## What you will do
In the listing below, find the line containing "Keypoint placement rule: for each instance of the mirror". Write out that line and every line after it to the end, exactly and only those.

__________

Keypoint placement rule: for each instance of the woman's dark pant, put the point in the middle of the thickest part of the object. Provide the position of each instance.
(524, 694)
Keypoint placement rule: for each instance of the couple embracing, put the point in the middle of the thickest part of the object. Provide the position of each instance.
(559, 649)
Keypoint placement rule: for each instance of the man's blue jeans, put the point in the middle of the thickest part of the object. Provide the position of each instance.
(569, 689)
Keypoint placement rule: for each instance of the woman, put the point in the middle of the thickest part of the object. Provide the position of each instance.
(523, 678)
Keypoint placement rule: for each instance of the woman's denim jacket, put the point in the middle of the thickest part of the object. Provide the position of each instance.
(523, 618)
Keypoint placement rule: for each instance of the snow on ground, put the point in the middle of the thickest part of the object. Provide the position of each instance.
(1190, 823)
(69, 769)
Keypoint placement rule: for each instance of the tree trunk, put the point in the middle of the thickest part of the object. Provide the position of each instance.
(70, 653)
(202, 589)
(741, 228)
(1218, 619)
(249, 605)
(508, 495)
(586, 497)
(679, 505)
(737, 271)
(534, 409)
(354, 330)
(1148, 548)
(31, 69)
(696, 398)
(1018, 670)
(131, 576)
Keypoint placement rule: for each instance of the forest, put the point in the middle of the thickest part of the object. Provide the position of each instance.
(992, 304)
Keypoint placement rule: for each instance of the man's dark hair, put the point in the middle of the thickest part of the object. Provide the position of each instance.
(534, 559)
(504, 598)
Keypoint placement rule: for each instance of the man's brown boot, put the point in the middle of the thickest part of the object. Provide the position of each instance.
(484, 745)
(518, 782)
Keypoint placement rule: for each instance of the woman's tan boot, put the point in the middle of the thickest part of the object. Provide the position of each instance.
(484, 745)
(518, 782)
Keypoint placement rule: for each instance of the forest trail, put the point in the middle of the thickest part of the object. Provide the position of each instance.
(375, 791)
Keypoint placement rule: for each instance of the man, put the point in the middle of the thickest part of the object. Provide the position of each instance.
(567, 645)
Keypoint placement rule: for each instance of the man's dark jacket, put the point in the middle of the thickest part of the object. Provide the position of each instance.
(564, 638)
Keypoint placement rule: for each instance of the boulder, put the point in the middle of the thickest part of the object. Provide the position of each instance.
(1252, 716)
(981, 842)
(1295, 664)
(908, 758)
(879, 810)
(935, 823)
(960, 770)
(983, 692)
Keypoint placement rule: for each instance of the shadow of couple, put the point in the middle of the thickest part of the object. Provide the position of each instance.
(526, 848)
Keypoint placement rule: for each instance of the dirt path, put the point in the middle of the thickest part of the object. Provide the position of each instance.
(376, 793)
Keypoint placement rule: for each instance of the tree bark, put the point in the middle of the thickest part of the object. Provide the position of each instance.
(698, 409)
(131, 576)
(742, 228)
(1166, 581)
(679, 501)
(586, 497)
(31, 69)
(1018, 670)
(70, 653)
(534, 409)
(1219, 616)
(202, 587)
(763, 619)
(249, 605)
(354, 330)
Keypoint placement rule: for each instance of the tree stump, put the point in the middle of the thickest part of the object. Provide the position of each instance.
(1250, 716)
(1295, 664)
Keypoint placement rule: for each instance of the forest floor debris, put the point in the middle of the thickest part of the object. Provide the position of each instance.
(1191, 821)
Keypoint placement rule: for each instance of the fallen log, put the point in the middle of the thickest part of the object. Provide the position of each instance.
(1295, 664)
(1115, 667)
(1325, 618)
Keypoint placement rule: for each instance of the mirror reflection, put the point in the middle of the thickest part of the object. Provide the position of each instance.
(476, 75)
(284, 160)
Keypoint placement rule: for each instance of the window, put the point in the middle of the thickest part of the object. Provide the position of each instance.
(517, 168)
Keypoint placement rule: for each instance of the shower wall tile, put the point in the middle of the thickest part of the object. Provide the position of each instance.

__________

## Result of this exercise
Keypoint placement rule: for each instance of the mirror reflection, put the point in the middle of the thickest part of the object. Provide the position of each instance.
(476, 75)
(284, 160)
Keypoint placement rule: for each instance of the window, put the point in the middle of the thickest part of the object. Provide the position of each instance.
(517, 168)
Keypoint placement rule: for each instance of the shower wall tile, put the point in the middle of the thickest part of the object. Provide the position of each instance.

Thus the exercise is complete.